◆ EXERCISE: Go through the listing below and return each line that includes "butterfly".
════════
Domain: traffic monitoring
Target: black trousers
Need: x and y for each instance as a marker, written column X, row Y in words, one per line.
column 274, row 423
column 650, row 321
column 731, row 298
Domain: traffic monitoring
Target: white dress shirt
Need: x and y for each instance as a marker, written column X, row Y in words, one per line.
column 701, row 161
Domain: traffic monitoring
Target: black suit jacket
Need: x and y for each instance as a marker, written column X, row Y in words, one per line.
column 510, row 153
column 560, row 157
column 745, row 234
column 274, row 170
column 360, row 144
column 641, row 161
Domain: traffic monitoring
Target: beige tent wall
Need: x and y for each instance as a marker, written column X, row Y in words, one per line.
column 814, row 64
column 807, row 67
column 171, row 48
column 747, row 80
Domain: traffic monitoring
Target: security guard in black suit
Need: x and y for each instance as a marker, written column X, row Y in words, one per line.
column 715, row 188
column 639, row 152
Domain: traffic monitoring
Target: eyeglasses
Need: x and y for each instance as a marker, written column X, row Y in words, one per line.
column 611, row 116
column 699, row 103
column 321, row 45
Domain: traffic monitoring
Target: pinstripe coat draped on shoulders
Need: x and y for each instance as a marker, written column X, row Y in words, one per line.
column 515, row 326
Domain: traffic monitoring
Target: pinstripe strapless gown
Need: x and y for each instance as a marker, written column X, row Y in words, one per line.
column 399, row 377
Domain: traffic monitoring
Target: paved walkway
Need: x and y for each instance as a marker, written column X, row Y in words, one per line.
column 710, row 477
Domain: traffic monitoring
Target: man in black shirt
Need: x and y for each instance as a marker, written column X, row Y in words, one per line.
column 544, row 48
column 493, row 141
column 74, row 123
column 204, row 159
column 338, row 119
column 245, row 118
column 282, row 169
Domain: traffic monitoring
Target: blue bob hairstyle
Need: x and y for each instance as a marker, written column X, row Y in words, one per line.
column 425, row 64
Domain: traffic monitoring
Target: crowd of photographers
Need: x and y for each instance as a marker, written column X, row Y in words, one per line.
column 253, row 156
════════
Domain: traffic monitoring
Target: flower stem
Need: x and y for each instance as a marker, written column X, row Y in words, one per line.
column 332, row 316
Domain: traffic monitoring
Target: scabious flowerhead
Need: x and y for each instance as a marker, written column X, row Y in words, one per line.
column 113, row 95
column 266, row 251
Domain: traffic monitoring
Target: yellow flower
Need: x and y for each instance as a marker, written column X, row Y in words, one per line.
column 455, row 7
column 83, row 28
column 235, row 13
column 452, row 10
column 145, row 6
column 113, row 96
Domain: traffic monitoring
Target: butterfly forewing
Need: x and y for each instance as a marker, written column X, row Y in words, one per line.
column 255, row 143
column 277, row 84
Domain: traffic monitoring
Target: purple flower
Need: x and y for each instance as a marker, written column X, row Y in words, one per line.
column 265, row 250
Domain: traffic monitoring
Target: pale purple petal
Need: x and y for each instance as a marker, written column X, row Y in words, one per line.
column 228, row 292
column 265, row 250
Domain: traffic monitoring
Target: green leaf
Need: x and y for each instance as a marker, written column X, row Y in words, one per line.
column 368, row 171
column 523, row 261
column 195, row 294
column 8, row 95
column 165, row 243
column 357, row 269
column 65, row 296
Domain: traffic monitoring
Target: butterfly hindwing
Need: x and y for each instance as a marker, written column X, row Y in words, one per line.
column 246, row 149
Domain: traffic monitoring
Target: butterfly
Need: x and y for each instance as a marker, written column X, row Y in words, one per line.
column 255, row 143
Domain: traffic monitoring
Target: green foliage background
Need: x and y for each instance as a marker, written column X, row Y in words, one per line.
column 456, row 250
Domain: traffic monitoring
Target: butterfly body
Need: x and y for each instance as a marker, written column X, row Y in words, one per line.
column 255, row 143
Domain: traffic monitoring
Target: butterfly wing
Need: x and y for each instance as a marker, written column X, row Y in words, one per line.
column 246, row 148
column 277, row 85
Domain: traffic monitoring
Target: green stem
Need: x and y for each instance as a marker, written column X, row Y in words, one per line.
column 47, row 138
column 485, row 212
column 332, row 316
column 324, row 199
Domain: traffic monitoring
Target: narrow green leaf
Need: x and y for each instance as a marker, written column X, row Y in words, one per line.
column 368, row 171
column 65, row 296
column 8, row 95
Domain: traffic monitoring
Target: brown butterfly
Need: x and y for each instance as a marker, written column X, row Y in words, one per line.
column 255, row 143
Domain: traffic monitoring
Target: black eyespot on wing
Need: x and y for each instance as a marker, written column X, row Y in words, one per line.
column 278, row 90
════════
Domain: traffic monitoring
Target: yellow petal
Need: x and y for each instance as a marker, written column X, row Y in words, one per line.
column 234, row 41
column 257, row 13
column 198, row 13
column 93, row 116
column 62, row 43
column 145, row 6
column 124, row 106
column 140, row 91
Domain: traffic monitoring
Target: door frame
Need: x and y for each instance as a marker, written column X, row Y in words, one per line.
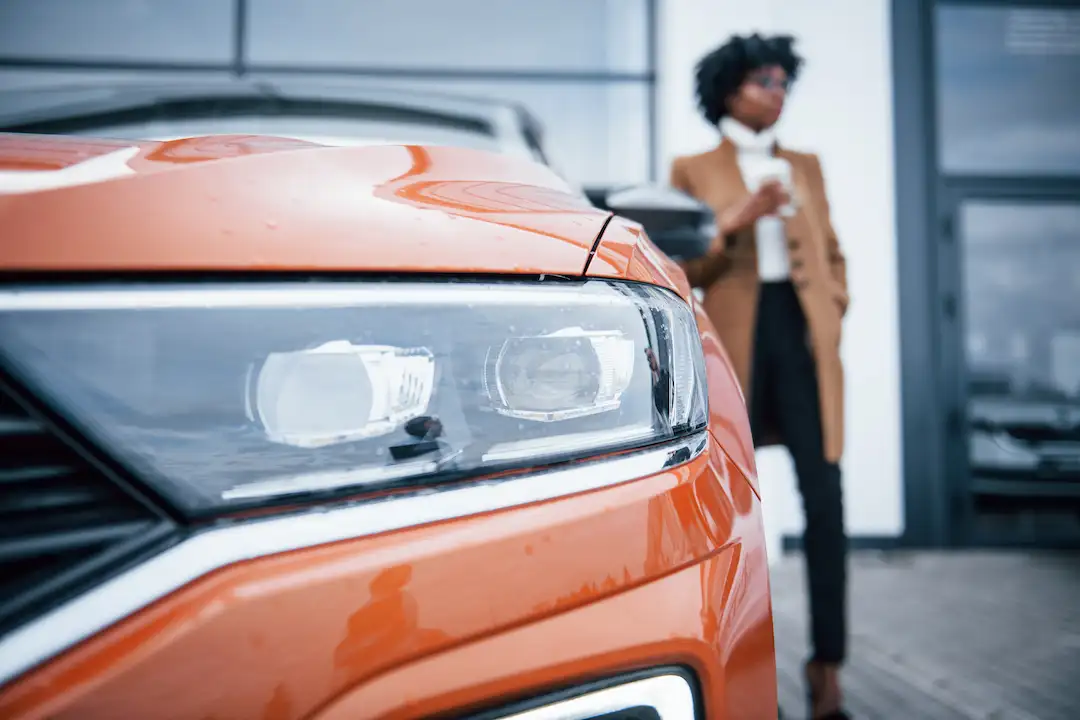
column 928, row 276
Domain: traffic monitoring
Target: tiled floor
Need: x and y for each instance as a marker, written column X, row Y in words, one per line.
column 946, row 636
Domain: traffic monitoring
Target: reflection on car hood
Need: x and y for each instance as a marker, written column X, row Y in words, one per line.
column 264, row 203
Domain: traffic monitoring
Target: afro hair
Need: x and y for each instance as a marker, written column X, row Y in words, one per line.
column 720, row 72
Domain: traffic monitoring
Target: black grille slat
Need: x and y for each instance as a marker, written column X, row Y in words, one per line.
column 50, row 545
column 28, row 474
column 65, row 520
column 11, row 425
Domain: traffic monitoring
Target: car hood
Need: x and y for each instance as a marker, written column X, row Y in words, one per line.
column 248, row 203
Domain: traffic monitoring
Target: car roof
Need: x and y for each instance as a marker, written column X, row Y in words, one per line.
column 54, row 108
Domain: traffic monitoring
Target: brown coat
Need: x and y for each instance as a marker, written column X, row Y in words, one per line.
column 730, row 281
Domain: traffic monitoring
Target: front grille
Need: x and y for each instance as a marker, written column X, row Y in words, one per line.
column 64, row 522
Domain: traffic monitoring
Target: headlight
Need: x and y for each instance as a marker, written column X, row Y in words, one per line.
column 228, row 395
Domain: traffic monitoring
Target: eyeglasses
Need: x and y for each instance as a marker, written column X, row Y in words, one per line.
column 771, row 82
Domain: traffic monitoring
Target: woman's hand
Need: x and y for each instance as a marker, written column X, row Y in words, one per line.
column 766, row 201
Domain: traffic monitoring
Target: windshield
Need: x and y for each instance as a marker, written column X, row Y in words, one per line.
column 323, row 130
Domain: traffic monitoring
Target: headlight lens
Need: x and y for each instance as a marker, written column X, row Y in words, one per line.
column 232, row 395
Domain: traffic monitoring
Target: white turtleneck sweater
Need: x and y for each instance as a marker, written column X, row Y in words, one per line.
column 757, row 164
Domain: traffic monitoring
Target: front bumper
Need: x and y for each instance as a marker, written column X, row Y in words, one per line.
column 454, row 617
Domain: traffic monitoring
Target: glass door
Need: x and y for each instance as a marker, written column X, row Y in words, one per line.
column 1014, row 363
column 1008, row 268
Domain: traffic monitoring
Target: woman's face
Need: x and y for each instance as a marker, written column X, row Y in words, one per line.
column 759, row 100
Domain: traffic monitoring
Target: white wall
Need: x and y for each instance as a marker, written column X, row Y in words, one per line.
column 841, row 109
════════
◆ SOLUTION FOR THIS EXERCISE:
Target: butterfly forewing
Target: butterfly hindwing
Target: butterfly
Target: butterfly body
Target: butterfly wing
Target: brown butterfly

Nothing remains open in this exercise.